● WHAT YOU WILL DO
Restate the entire listing word for word.

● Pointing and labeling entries
++++++
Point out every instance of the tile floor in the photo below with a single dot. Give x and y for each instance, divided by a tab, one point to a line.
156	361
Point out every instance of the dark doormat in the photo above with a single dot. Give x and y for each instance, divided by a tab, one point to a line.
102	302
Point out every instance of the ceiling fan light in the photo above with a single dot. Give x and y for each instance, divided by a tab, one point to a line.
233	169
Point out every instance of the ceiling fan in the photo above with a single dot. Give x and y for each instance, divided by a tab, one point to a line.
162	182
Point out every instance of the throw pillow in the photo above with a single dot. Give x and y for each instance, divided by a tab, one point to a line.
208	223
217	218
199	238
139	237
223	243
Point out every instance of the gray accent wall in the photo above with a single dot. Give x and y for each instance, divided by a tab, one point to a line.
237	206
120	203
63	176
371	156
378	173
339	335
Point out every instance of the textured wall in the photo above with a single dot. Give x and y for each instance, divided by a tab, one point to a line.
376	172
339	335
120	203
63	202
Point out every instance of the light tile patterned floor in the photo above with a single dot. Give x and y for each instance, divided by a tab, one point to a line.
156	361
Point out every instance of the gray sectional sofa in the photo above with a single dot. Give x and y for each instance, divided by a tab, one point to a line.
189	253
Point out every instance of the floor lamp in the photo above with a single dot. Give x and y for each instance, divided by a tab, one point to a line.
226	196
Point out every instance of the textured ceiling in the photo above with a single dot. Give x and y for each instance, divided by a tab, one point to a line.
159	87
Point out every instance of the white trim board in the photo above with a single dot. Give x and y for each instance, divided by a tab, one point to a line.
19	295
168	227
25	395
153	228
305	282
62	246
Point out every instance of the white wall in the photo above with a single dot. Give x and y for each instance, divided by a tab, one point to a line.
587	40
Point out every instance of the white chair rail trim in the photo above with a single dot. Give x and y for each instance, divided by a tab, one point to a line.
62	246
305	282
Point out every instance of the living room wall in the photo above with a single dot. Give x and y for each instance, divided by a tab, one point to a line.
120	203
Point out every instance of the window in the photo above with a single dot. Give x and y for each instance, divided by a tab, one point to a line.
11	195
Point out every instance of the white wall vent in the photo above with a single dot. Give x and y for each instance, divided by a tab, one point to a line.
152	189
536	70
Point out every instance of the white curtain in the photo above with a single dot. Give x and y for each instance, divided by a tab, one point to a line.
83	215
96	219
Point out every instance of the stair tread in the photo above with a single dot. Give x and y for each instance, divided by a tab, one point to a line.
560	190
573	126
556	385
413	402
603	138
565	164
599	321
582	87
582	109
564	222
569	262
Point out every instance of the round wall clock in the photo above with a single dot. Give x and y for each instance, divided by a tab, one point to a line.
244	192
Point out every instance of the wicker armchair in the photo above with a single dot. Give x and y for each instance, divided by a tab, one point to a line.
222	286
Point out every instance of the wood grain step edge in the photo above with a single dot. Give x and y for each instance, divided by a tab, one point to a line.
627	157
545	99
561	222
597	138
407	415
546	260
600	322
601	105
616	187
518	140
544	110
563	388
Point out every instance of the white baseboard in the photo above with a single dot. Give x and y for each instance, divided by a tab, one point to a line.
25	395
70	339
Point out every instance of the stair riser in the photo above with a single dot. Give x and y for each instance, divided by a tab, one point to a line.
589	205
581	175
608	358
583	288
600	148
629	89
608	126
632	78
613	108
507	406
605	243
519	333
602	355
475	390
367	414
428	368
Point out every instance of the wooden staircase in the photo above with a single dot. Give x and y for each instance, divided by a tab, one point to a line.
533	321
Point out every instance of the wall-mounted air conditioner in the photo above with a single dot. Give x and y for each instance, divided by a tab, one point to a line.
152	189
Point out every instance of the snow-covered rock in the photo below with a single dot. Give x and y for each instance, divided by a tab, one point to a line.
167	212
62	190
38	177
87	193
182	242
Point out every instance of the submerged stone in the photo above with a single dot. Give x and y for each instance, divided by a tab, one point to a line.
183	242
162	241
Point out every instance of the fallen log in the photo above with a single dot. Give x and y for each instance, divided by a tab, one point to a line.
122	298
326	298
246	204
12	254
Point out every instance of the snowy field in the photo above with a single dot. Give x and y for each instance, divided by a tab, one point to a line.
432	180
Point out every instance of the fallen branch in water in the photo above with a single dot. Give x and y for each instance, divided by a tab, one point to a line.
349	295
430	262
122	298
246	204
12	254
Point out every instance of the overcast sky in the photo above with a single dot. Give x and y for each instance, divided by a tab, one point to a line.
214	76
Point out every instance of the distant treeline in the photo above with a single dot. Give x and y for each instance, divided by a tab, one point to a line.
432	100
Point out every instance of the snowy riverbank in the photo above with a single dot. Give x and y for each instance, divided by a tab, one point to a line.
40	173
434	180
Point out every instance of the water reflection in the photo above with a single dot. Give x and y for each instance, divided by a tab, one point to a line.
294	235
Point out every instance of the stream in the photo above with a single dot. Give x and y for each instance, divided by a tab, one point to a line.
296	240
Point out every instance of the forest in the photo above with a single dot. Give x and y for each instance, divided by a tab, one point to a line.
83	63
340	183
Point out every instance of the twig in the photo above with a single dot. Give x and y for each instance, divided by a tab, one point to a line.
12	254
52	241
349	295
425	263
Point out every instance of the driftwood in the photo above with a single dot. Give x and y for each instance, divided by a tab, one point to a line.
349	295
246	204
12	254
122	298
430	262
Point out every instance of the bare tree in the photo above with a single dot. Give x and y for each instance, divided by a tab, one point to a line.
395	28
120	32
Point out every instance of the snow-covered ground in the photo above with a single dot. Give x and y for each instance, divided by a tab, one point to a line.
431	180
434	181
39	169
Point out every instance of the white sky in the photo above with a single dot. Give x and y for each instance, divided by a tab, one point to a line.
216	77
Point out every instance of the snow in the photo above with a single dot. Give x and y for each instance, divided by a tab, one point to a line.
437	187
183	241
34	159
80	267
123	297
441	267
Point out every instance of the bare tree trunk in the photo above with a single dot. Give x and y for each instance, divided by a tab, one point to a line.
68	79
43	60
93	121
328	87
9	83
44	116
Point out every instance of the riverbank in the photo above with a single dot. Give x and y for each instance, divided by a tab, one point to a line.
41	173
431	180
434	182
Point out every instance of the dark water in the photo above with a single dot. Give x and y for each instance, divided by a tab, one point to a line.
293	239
++++++
● RESPONSE TO THIS TASK
Point out every instance of the tile floor in the photo below with a single dot. Give x and y for each instance, divided by a tab, one point to a line.
156	361
Point out every instance of the dark doormat in the photo above with a single dot. Give x and y for each instance, divided by a tab, one point to a line.
102	302
Point out every instance of the ceiling fan light in the photo above with a single dot. Give x and y for each instance, divided by a tab, one point to a line.
233	169
Point out every instance of the ceiling fan in the photo above with a single dot. Give x and y for each instance, divided by a tab, one point to a line.
162	182
Point out every instance of the throw pillow in the photo above with a single dot. Give x and y for each instance, divided by a tab, one point to a line.
208	223
217	218
199	238
139	237
223	243
Point out every instance of the gray accent wall in the photo above with a single dot. Give x and y for each instance, divided by a tab, one point to a line.
237	206
120	203
63	176
371	156
378	173
339	335
Point out every instance of the textured wall in the photo above with a single dot. Give x and y for each instance, divided by a tab, one point to a line.
376	172
339	335
120	203
63	202
Point out every instance of the light tile patterned floor in the photo above with a single dot. Give x and y for each instance, divided by a tab, one point to a line.
156	361
Point out every instance of the gray sectional sofa in the photo above with a single dot. Give x and y for each instance, divided by a tab, one point to a line.
189	253
Point out every instance of the floor lamp in the photo above with a single dot. Give x and y for each instance, divided by a tab, one point to a line.
226	196
Point out every instance of the textured ceiling in the photo above with a single dot. Give x and y for each instance, divided by a tab, one point to a line.
159	87
Point out every instance of the white trim board in the photo above with a single dot. Give x and y for each instance, divided by a tab, one point to a line.
19	295
168	227
25	395
153	228
305	282
62	246
Point out every instance of the white wall in the photo above with a single dot. Give x and y for each instance, divided by a tab, one point to a line.
587	40
Point out every instance of the white chair rail trim in the photo above with a single dot. Give x and y for each instance, divided by a tab, one point to a line.
62	246
305	282
Point out every instance of the living room wall in the photo above with a single dot. Give x and y for each instance, divided by a tab, one point to a line.
120	203
Point out every instance of the window in the photo above with a single dot. Give x and y for each instance, divided by a tab, one point to a line.
11	195
Point out every instance of the white wall vent in the photo above with a single dot. Give x and y for each instance, divided by a tab, one point to a line.
152	189
536	70
Point out every instance of the white curtain in the photo above with a single dot. Give x and y for each instance, divided by a tab, one point to a line.
83	215
96	219
Point out every instance of the stair tread in the photo above with a single dot. Give x and y for each instance, divided by a tab, one point to a line.
560	190
573	126
556	385
413	402
603	138
565	164
599	321
582	87
582	109
564	222
569	262
Point out every instance of the round wall clock in the photo above with a single dot. Give x and y for each instance, divided by a tab, one point to a line.
244	192
Point out every instance of the wicker armchair in the photo above with a single dot. Give x and y for each instance, divided by a tab, one point to a line.
222	286
Point out every instance of the wood grain step edge in the photo above with a single dot. Give x and y for each instance, divided by a tab, one point to a line.
627	157
545	99
561	222
597	138
407	415
546	260
600	322
601	105
616	187
518	140
544	110
563	388
Point out every instance of the white baseboard in the photo above with a single dot. Give x and y for each instance, divided by a tab, one point to a line.
25	395
70	339
Point out every instance of the stair riser in the photo above with a single dot. Give x and y for each instance, divided by a tab, one point to a line.
589	205
581	175
608	358
583	288
600	148
629	89
608	126
632	78
613	108
507	406
605	243
519	333
602	355
475	390
367	414
428	368
Point out every instance of the wooden staircase in the photo above with a single dot. Give x and y for each instance, divided by a tab, one point to a line.
533	321
Point out every instance of the wall-mounted air conditioner in the photo above with a single dot. Give x and y for each instance, divided by a tab, one point to a line.
152	189
Point out every instance of the snow-covered rock in the photo below with a single dot. Give x and y for each instance, divided by a tab, one point to a line.
167	212
62	190
38	177
87	193
182	242
Point out every instance of the submerged stone in the photo above with a single dot. Give x and y for each instance, divided by a tab, one point to a line.
183	242
162	241
Point out every instance of the fallen log in the photo above with a single dot. Give x and y for each instance, divided by a tab, one point to a line.
122	298
326	298
246	204
12	254
Point out every instance of the snowy field in the photo above with a single dot. Give x and y for each instance, divided by a tab, one point to a line.
432	180
Point out every instance of the fallen branch in water in the photo above with a single dot. Give x and y for each instance, divided by a tab, one point to a line.
349	295
430	262
122	298
246	204
12	254
Point out every instance of the overcast sky in the photo above with a single dot. Give x and y for each instance, divided by a tab, one point to a line.
214	76
Point out every instance of the distant treeline in the photo above with a single dot. Give x and y for each instance, divided by a tab, one point to a line.
432	100
Point out every instance of the snowy riverbank in the photo above with a single dot. Give x and y for each instance, divided by a tab, one point to a line.
40	173
434	180
Point out every instance of the water reflection in the photo above with a single dot. Give x and y for each instance, divided by a tab, one point to a line.
294	235
Point out every instance of the stream in the photo above with a single dot. Give x and y for each instance, divided by a tab, one point to a line.
296	240
Point out every instance of the forest in the photo above with a single dot. Give x and y for each instance, divided by a tab, one point to a line.
83	63
340	183
Point out every instance of the twig in the photo above with a single dot. Give x and y for each instance, divided by a tab, one point to a line.
12	254
52	241
349	295
425	263
Point out every instance of the driftwood in the photo above with a single dot. Give x and y for each instance, divided by a tab, one point to a line.
349	295
246	204
12	254
122	298
430	262
Point out every instance of the bare tree in the photo above with a single dot. Give x and y for each instance, divided by a tab, one point to a line.
395	28
120	32
Point out every instance of the snow-covered ground in the photo above with a single dot. Give x and y for each instance, divided by a tab, one point to a line.
431	180
434	181
39	169
Point out every instance of the white sky in the photo above with a single dot. Give x and y for each instance, divided by a tab, one point to a line.
216	77
Point out every instance of the snow in the photo above with a single dot. Give x and y for each instance, divided by a tab, one point to a line.
437	187
183	241
34	159
80	267
123	297
441	267
Point out every instance of the bare tree trunk in the photo above with a single dot. Give x and y for each instance, divided by a tab, one point to a line.
68	79
43	60
93	121
328	87
9	83
44	116
Point out every instance of the riverbank in the photo above with a single dot. Give x and y for each instance, divided by a tab, one point to a line.
41	173
431	180
434	182
Point out every instance of the dark water in the photo above with a single dot. Give x and y for each instance, divided by a tab, one point to a line.
293	239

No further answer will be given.